# INPUT FOR THIS TASK
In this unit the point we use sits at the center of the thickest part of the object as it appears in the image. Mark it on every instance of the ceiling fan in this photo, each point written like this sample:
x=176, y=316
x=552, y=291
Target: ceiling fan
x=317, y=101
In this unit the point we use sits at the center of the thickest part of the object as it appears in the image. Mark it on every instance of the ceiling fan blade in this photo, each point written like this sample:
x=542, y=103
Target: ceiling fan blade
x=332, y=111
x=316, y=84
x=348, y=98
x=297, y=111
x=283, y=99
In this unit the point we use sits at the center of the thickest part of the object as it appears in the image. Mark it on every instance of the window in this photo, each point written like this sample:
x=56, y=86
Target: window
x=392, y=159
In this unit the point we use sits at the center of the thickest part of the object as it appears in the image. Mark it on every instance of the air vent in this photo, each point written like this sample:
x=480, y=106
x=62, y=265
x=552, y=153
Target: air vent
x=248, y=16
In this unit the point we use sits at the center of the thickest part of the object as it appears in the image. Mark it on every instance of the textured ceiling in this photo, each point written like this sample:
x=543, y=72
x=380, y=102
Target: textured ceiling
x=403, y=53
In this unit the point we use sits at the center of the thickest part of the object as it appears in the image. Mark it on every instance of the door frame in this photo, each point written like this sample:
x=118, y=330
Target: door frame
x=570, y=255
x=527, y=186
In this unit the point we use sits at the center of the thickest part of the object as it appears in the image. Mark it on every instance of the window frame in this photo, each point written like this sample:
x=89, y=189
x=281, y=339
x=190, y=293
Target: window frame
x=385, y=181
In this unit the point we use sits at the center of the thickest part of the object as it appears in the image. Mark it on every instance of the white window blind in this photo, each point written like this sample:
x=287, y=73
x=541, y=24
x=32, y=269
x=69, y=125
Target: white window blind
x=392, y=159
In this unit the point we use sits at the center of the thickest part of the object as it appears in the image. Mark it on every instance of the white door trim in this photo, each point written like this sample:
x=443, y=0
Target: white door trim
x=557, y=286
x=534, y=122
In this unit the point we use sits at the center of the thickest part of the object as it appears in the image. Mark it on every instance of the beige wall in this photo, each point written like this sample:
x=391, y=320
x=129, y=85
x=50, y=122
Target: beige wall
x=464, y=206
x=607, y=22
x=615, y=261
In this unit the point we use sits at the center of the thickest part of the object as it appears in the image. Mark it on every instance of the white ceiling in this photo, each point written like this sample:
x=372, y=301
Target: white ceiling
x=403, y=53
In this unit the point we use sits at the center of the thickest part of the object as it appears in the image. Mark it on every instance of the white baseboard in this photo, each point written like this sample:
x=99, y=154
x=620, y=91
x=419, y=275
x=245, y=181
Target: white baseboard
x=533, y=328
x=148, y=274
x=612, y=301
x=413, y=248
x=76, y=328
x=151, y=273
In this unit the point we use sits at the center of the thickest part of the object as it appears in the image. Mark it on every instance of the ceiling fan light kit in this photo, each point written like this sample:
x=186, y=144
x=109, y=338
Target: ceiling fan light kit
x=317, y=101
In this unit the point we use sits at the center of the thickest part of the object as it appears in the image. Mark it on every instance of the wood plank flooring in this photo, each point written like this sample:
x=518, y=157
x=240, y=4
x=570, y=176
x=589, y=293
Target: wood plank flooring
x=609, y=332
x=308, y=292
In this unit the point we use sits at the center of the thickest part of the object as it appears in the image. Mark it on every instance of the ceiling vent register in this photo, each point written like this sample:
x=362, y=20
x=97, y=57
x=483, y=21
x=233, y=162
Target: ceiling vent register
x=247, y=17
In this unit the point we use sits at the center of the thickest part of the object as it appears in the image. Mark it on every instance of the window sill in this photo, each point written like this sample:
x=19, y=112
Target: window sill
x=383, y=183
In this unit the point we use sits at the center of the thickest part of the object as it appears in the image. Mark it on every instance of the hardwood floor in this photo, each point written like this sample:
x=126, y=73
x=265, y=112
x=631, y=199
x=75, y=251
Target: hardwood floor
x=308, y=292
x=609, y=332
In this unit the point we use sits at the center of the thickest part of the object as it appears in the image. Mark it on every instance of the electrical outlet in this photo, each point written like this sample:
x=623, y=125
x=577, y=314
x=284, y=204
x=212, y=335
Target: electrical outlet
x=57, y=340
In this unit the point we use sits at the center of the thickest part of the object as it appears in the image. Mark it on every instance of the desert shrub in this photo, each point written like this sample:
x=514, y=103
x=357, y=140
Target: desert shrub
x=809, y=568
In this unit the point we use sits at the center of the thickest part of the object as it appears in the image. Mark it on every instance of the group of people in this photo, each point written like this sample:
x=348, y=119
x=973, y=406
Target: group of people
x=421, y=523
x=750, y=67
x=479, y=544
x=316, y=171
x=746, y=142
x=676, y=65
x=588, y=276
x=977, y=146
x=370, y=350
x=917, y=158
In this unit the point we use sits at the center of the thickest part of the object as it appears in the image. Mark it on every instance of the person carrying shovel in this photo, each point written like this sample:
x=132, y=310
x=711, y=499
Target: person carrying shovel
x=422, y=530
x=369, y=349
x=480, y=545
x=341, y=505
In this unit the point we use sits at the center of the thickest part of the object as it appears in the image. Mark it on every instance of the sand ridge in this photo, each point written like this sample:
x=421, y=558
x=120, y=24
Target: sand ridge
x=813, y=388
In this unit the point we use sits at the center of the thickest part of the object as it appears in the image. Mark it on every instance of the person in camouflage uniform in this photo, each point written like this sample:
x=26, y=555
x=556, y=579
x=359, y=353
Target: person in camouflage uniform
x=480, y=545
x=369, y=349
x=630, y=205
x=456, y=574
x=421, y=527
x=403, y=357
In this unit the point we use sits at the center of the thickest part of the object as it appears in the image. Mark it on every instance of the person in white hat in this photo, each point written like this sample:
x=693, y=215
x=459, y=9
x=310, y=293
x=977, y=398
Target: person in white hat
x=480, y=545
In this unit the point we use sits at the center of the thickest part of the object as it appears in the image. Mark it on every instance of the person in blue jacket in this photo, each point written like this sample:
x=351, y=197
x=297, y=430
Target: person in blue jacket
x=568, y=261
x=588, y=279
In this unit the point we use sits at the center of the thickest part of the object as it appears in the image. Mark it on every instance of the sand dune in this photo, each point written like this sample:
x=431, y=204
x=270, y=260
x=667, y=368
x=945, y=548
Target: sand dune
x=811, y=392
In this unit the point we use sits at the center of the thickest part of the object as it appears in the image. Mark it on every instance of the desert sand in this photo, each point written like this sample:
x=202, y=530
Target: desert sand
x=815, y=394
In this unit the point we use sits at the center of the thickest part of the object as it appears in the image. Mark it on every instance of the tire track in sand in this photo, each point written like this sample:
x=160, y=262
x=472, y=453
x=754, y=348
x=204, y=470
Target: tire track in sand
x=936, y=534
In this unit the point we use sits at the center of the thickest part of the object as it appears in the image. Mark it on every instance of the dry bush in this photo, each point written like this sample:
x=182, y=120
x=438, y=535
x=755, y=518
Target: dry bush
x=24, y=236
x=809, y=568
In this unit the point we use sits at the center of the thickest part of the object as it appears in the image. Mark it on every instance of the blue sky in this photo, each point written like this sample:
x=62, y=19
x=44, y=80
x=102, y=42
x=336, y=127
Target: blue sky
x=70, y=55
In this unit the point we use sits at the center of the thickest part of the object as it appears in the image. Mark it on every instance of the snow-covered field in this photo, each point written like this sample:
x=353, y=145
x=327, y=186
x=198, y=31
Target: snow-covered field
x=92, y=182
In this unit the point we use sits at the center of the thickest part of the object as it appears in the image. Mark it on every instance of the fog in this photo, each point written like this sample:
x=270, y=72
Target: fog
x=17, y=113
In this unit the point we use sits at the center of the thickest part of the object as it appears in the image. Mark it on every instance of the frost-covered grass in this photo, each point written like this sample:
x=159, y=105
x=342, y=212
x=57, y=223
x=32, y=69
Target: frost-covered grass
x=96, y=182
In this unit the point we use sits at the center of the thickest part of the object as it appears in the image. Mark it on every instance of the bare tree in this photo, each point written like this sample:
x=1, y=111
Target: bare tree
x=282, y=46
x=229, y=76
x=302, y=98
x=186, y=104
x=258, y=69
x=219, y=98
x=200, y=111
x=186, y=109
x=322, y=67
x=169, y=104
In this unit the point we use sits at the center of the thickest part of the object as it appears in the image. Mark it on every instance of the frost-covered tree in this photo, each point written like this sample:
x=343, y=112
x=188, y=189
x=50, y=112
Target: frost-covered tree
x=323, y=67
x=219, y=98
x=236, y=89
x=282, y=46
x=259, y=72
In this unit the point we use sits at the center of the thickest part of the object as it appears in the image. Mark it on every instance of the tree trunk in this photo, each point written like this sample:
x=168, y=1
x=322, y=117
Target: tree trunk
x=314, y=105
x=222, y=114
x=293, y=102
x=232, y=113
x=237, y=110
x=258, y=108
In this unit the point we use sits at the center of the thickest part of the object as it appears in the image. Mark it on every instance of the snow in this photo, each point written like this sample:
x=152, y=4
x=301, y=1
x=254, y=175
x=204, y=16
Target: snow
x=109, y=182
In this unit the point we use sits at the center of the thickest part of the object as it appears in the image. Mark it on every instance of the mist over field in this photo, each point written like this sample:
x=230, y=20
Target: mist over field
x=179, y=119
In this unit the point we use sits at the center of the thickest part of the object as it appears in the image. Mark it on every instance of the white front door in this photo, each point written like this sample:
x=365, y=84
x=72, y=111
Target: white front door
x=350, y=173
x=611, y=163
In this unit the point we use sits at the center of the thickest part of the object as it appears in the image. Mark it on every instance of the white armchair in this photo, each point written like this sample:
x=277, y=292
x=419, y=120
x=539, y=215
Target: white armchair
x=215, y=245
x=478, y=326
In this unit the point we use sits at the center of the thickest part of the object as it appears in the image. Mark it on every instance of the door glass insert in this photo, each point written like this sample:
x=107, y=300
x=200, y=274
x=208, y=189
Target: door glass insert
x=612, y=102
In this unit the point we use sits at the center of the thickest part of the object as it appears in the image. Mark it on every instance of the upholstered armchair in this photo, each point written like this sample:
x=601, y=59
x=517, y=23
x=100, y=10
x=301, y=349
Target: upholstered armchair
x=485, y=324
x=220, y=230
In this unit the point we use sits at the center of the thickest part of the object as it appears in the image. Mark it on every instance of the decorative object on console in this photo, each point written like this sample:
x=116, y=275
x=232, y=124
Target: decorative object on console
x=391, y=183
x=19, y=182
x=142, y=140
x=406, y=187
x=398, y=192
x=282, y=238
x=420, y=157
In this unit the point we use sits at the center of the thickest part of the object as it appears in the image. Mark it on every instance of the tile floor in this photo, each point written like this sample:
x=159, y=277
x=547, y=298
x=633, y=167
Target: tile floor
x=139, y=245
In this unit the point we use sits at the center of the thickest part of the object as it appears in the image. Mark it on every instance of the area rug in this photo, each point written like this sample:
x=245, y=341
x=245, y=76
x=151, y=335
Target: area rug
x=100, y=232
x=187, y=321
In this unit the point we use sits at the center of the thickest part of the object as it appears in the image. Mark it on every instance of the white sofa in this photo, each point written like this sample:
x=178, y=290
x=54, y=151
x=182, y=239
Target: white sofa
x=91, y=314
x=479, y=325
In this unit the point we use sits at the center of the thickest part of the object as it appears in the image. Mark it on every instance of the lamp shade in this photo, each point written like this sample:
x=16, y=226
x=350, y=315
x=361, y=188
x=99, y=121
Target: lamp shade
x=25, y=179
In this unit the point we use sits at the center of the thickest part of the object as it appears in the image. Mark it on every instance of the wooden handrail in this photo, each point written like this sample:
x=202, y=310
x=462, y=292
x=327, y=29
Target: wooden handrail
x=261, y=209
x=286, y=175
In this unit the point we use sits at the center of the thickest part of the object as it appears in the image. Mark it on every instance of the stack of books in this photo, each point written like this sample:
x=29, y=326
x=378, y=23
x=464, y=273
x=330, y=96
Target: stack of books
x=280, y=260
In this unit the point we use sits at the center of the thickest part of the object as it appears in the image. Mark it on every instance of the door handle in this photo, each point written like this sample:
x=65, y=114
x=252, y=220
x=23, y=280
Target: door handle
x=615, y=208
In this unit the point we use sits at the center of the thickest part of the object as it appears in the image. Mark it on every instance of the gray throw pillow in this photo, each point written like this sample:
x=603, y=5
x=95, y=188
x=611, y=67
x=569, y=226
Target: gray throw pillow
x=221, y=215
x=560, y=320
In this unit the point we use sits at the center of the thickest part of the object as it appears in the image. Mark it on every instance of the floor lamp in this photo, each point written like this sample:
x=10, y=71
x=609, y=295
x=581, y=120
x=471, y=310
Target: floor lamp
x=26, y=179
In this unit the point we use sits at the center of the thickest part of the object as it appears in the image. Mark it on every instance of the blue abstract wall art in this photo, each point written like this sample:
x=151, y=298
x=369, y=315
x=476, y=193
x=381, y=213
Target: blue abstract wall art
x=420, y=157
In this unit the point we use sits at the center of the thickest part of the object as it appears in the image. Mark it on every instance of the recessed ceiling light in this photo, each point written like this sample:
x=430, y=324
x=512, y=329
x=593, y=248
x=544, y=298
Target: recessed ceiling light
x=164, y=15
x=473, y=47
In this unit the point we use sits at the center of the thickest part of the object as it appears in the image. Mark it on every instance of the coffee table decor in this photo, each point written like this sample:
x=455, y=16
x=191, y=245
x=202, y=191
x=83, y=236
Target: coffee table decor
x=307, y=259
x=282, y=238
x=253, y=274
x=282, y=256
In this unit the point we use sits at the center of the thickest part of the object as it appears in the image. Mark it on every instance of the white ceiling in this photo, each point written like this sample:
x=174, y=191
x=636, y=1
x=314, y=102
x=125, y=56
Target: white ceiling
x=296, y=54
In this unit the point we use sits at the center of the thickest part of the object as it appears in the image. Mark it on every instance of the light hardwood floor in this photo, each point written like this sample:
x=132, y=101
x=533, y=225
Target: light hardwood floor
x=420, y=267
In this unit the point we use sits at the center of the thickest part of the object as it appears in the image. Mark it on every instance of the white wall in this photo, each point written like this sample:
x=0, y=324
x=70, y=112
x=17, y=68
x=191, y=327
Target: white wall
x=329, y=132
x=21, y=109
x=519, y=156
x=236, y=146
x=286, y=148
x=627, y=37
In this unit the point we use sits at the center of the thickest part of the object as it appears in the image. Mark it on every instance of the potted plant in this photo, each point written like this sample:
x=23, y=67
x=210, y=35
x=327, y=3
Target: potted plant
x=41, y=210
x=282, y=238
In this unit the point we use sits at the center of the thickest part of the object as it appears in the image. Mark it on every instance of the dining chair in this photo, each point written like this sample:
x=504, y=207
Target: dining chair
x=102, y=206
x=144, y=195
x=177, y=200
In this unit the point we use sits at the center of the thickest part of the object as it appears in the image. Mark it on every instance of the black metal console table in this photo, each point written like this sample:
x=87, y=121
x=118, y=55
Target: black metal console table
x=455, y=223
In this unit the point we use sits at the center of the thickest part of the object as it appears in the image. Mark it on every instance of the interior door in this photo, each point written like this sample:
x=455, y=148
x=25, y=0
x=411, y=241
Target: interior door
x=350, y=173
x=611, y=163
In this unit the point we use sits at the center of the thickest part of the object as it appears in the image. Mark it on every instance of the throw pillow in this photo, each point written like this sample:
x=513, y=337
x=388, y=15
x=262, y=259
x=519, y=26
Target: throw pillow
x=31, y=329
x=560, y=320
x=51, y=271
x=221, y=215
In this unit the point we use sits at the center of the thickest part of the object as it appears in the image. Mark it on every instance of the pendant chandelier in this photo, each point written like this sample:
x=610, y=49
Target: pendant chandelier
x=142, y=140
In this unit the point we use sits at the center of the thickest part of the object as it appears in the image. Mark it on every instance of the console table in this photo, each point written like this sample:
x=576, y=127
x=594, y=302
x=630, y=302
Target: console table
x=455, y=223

# TASK DESCRIPTION
Taking the entries above, print exactly the lines starting at the line with "x=314, y=102" and ending at the line with "x=411, y=241", both included.

# SOLUTION TO THIS TASK
x=314, y=102
x=125, y=56
Target: white ceiling
x=296, y=54
In this unit the point we use sits at the center of the thickest part of the object as it appears in the image. Mark it on every instance of the light hardwood floor in this photo, each point written like this sample:
x=132, y=101
x=533, y=225
Target: light hardwood floor
x=420, y=267
In this unit the point we use sits at the center of the thickest part of the object as it appears in the image. Mark it on every instance of the white wall in this photo, each point written like this sample:
x=0, y=324
x=70, y=112
x=17, y=68
x=191, y=327
Target: white wall
x=329, y=132
x=21, y=109
x=519, y=156
x=236, y=146
x=286, y=148
x=627, y=37
In this unit the point we use sits at the center of the thickest part of the object as it appears in the image. Mark it on every instance of the potted plant in this photo, each point written like this sample:
x=23, y=67
x=210, y=35
x=327, y=3
Target: potted plant
x=41, y=210
x=282, y=238
In this unit the point we use sits at the center of the thickest part of the object as it appears in the image. Mark it on every instance of the dining chair in this photo, each point written like this sample:
x=504, y=207
Target: dining chair
x=102, y=206
x=144, y=195
x=177, y=200
In this unit the point we use sits at the center of the thickest part of the object as it appears in the image. Mark it on every instance of the black metal console table in this photo, each point written like this sample:
x=87, y=121
x=118, y=55
Target: black metal console table
x=455, y=223
In this unit the point we use sits at the center of the thickest part of the object as it appears in the image. Mark it on every instance of the interior door in this photo, each point written like this sample:
x=455, y=148
x=25, y=0
x=411, y=241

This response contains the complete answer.